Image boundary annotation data
* Start *

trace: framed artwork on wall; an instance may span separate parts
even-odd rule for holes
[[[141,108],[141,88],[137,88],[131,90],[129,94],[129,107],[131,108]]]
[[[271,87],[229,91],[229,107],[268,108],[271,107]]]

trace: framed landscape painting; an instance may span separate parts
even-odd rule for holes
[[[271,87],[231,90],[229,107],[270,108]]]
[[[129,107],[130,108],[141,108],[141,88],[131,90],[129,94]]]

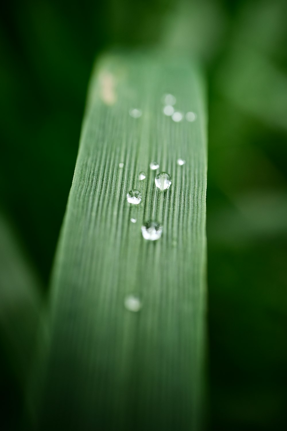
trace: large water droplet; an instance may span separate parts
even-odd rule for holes
[[[127,200],[129,203],[137,205],[142,201],[142,195],[138,190],[130,190],[127,194]]]
[[[176,123],[178,123],[179,121],[182,121],[183,118],[183,115],[181,112],[176,111],[173,114],[171,118],[173,120],[173,121],[175,121]]]
[[[152,171],[156,171],[160,167],[157,162],[151,162],[149,164],[149,167]]]
[[[161,190],[165,190],[168,188],[171,184],[170,175],[166,172],[161,172],[157,174],[154,178],[154,182],[157,187]]]
[[[187,112],[185,114],[185,118],[188,121],[190,121],[192,122],[194,121],[194,120],[196,119],[196,117],[197,116],[194,112]]]
[[[155,241],[161,236],[162,226],[157,222],[149,221],[142,226],[142,233],[145,240]]]
[[[176,99],[172,94],[164,94],[163,97],[163,101],[165,105],[174,105],[176,102]]]
[[[142,301],[138,297],[134,295],[128,295],[125,298],[124,306],[129,311],[136,312],[139,311],[142,306]]]
[[[129,113],[133,118],[139,118],[142,115],[142,112],[140,109],[134,108],[133,109],[130,109]]]
[[[164,108],[164,113],[165,115],[170,116],[174,112],[174,108],[171,105],[167,105]]]
[[[185,161],[183,160],[182,159],[178,159],[176,163],[179,166],[182,166],[182,165],[184,165],[185,164]]]

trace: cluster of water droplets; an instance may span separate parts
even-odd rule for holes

* End *

Your task -
Copy the records from the line containing "trace: cluster of" through the end, changing "water droplets" to "raindrops" and leaving all else unchanged.

Solution for this task -
trace: cluster of raindrops; an instance may span separate parts
even-odd rule for holes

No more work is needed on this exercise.